### Problem statement
Could you rewrite every line of the listing below as a JSON list of strings, one string per line, with blank lines skipped? Leave the pictures out.

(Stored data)

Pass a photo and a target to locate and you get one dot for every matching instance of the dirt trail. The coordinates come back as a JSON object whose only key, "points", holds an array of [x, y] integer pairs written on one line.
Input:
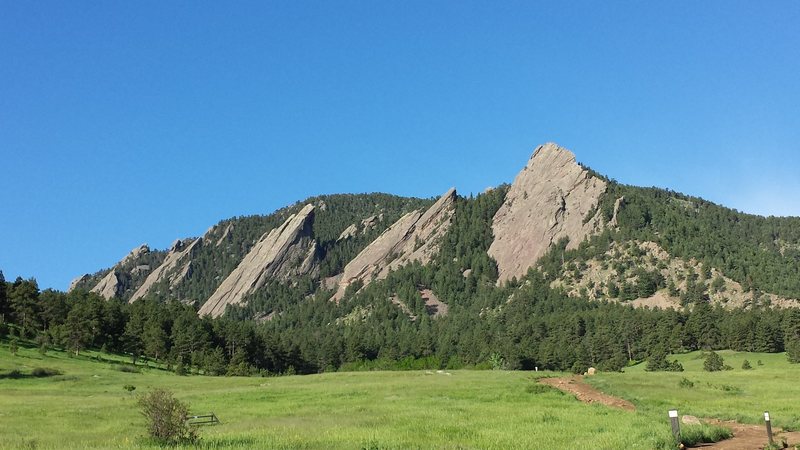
{"points": [[745, 437]]}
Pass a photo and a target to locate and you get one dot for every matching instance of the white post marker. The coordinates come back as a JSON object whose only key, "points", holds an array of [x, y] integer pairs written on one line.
{"points": [[676, 427], [769, 426]]}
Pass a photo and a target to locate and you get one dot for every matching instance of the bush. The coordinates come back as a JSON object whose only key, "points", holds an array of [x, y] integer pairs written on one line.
{"points": [[126, 368], [537, 388], [713, 362], [166, 418], [41, 372], [14, 374]]}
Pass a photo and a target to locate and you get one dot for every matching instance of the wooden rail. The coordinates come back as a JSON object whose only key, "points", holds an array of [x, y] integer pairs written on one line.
{"points": [[204, 419]]}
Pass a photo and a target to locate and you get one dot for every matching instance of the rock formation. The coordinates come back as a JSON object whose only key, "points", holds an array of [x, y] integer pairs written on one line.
{"points": [[414, 237], [111, 285], [77, 281], [178, 254], [348, 232], [283, 252], [552, 198]]}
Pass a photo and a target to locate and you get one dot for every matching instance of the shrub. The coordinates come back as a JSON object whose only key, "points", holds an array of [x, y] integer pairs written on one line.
{"points": [[537, 388], [166, 418], [126, 368], [41, 372], [713, 362]]}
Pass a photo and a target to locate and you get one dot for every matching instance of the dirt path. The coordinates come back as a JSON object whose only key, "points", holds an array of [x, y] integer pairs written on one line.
{"points": [[745, 437]]}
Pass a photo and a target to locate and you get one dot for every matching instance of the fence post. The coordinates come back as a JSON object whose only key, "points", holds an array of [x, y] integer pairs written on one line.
{"points": [[769, 427], [676, 426]]}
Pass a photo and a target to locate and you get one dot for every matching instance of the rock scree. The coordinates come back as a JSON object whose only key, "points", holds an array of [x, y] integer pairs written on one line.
{"points": [[414, 237], [111, 284], [552, 198], [177, 254], [286, 251]]}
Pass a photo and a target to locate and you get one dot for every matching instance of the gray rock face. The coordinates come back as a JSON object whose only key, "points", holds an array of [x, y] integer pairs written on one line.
{"points": [[348, 232], [284, 252], [77, 281], [552, 198], [414, 237], [180, 253], [111, 285]]}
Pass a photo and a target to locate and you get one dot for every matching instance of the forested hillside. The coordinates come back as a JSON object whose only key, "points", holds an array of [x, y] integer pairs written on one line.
{"points": [[647, 272]]}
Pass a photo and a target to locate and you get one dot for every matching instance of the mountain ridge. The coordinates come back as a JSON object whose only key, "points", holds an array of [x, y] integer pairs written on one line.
{"points": [[552, 198]]}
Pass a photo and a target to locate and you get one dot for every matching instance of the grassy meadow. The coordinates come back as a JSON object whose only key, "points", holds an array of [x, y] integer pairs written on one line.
{"points": [[87, 406], [736, 394]]}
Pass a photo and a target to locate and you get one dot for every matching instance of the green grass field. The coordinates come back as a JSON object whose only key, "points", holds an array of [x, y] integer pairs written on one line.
{"points": [[87, 407], [737, 394]]}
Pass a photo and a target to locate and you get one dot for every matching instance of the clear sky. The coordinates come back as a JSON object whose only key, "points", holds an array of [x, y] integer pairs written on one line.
{"points": [[130, 122]]}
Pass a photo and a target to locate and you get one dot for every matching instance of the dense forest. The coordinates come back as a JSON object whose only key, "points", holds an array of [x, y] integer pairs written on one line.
{"points": [[294, 327]]}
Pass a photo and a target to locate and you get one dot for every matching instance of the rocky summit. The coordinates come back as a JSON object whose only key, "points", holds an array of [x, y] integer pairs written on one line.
{"points": [[642, 246], [412, 238], [552, 198], [283, 252]]}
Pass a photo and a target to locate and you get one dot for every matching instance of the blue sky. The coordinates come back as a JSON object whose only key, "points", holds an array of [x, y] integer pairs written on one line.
{"points": [[130, 122]]}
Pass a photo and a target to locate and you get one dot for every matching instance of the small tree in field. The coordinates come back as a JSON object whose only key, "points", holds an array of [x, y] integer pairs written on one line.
{"points": [[713, 362], [166, 418]]}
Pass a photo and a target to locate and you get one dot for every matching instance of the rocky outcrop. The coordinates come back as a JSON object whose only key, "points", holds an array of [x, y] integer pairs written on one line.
{"points": [[348, 232], [225, 234], [178, 254], [414, 237], [552, 198], [112, 284], [283, 252], [77, 281]]}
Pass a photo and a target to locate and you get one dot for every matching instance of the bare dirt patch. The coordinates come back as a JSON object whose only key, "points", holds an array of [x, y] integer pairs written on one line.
{"points": [[745, 436], [748, 437]]}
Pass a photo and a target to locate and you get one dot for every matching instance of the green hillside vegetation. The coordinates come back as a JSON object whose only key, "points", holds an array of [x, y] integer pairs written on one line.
{"points": [[88, 402], [737, 394], [761, 253], [294, 328]]}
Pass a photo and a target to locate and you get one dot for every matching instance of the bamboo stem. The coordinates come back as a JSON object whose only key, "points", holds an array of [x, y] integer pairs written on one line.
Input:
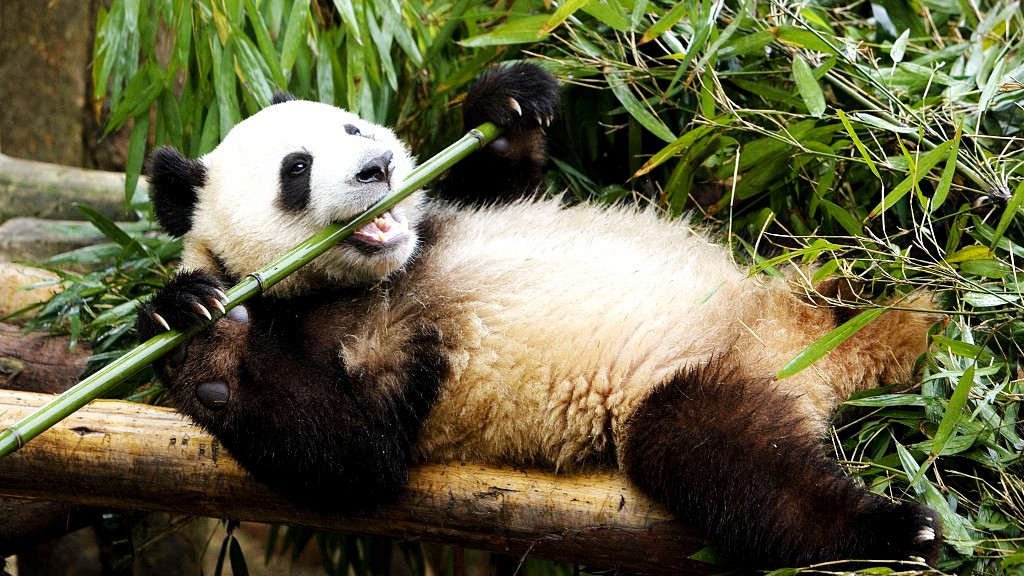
{"points": [[141, 356]]}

### Solution for this exercise
[
  "Pass a photo and a target to locate and you get one dot for every matching instance of the dirt trail. The coordinates come back as a JSON object whose only key, \"points\", holds an array of [x, y] integer pairs written on one line.",
  "Input:",
  "{\"points\": [[745, 437]]}",
  "Pass a photo and a target to locate and you get one dot for every matching instance of the white post marker. The coordinates come back as a JSON object whose only key, \"points\", holds an array of [x, y] integer pairs written on one line.",
  "{\"points\": [[676, 427], [769, 426]]}",
  "Pass a photo and a target to locate and you get one dot for every matching instance of the bush. The coordinates come back as a JSON object whose only key, \"points\", holds an array of [x, y] integer pairs written on one line.",
  "{\"points\": [[126, 368], [537, 388], [713, 362], [166, 418], [41, 372], [14, 374]]}",
  "Pass a photo and a target to locate and you get one dot for every matching instance of the wooden rail. The coordinates come back as a JSON object whose only key, \"points\", holds an array of [x, y] integer pairs written on one line.",
  "{\"points\": [[204, 419]]}",
  "Pass a photo and a target to locate and you get one dot for every matching instance of the rock formation. The coordinates come back as a JSON object whose only key, \"points\", holds an array of [x, y] integer pairs written on one line.",
  "{\"points\": [[414, 237], [111, 285], [77, 281], [178, 254], [348, 232], [283, 252], [552, 198]]}",
  "Pass a photo and a target to locate and you get one dot for every matching instance of the shrub. The coordinates come back as a JSON object whose only key, \"points\", holds an array of [x, y] integer pairs written on one line.",
  "{\"points\": [[537, 388], [166, 418], [126, 368], [41, 372], [713, 362]]}",
  "Pass a photo and a target to locate and you get one dot for every matching instance of the dirt path. The coordinates come back as a JSON object whose only key, \"points\", holds an array of [x, y] integer pairs written on one line.",
  "{\"points\": [[745, 437]]}",
  "Pass a photo and a target to locate and you get one dot for every matching instance of the fence post. The coordinates come back as a JSON object whose only key, \"points\", holds an array of [x, y] integer pairs written on one line.",
  "{\"points\": [[769, 427], [676, 426]]}",
  "Pass a photo and a target to locate and you get one dot for every matching instance of the rock scree. The coordinates come back as a JSON object whose only key, \"points\", holds an array of [x, y] integer pairs written on one line.",
  "{\"points\": [[414, 237], [111, 284], [552, 198], [177, 254], [286, 251]]}",
  "Pass a photo and a target to locate and you get one dot for every matching instance of the gray rock face. The coordinates come back as a JSON object whose only key, \"points\", holds an array of [x, y] integer pairs written on one line.",
  "{\"points\": [[348, 232], [284, 252], [77, 281], [552, 198], [414, 237], [180, 253], [111, 285]]}",
  "Pass a photo and a target to locate and you get one dot for every matching instance of the forested hillside. The coordinates come back as a JSON object whose only key, \"points\", holds an array of [x, y] integer pairs written on one line.",
  "{\"points\": [[647, 272]]}",
  "Pass a photo and a target to locate and you get one dot for every matching instance of the mountain ridge. The coordinates come back as a JSON object whose only key, \"points\", holds an array of [x, y] integer pairs written on one line.",
  "{\"points\": [[552, 198]]}",
  "Pass a photo and a target to locate and you get one dot for every matching instance of the grassy meadow. The coordinates come back as a JSON object whose only key, \"points\", holds an array of [x, y] integer pairs written on one line.",
  "{\"points\": [[87, 406], [736, 394]]}",
  "Pass a photo and a target to locate and you get one dot for every matching instance of the green grass field. The coordinates come back as a JSON object whose only key, \"points\", holds an array of [x, y] integer pairs written on one line.",
  "{\"points\": [[87, 407], [737, 394]]}",
  "Pass a photo and a target to locate and you get one dot for every matching instance of the clear sky. The coordinates come back as a JSON object whose only key, \"points\", holds an array of [x, y] integer pairs written on one line.",
  "{\"points\": [[130, 122]]}",
  "Pass a photo and a target to locate and you get one dot for every matching instance of the dense forest. The coordinates come back as a JSON object whose only key, \"points\", holds an array of [x, y] integer pairs written on one line.",
  "{\"points\": [[294, 327]]}",
  "Pass a photo and a target to locate and you get one dot for every matching instance of the rocky summit. The coordinates come back as a JSON object whose only key, \"points\", holds an array of [x, y] integer pairs written on one line.",
  "{\"points\": [[642, 246], [412, 238], [552, 198], [283, 252]]}",
  "Pass a photo and a target to locate and you get one dot for every matching instance of the blue sky. The coordinates come back as a JSON object whose only key, \"points\", holds an array of [x, y] integer pairs written on one line.",
  "{\"points\": [[130, 122]]}",
  "Pass a photo and a target to locate and you get one dot for every matching instance of the small tree in field. The coordinates come back as a JSON object whose only key, \"points\", holds an array of [x, y] integer pairs written on one line.",
  "{\"points\": [[713, 362], [166, 418]]}",
  "Pass a photo and a target to locate and you get one dot for every matching instance of the rocky outcrop. The coordinates come back as a JSON object whose only key, \"points\", holds an array of [x, y] integer pairs written on one line.",
  "{\"points\": [[348, 232], [225, 234], [178, 254], [414, 237], [552, 198], [112, 284], [283, 252], [77, 281]]}",
  "Pass a photo and a target to locate and you get one dot for every matching instance of the bare dirt patch. The coordinates come back as a JSON object whose only key, \"points\", holds an array of [x, y] integer pairs written on one line.",
  "{\"points\": [[745, 436], [748, 437]]}",
  "Pass a photo and a target to locate and you get one dot for every matching instance of the green hillside vegetation. The coordinates come back as a JSON object whose only key, \"points\", holds an array of [x, y] integer pairs written on one line.",
  "{\"points\": [[88, 402], [737, 394], [761, 253], [294, 328]]}",
  "Pass a photo and a target to locate and you get one dot for every matching instance of the bamboo stem. The coordinates come back as a JSON object whose only key, \"points\", holds an array of [x, y] integer pairs written on one line.",
  "Input:",
  "{\"points\": [[141, 356]]}"
]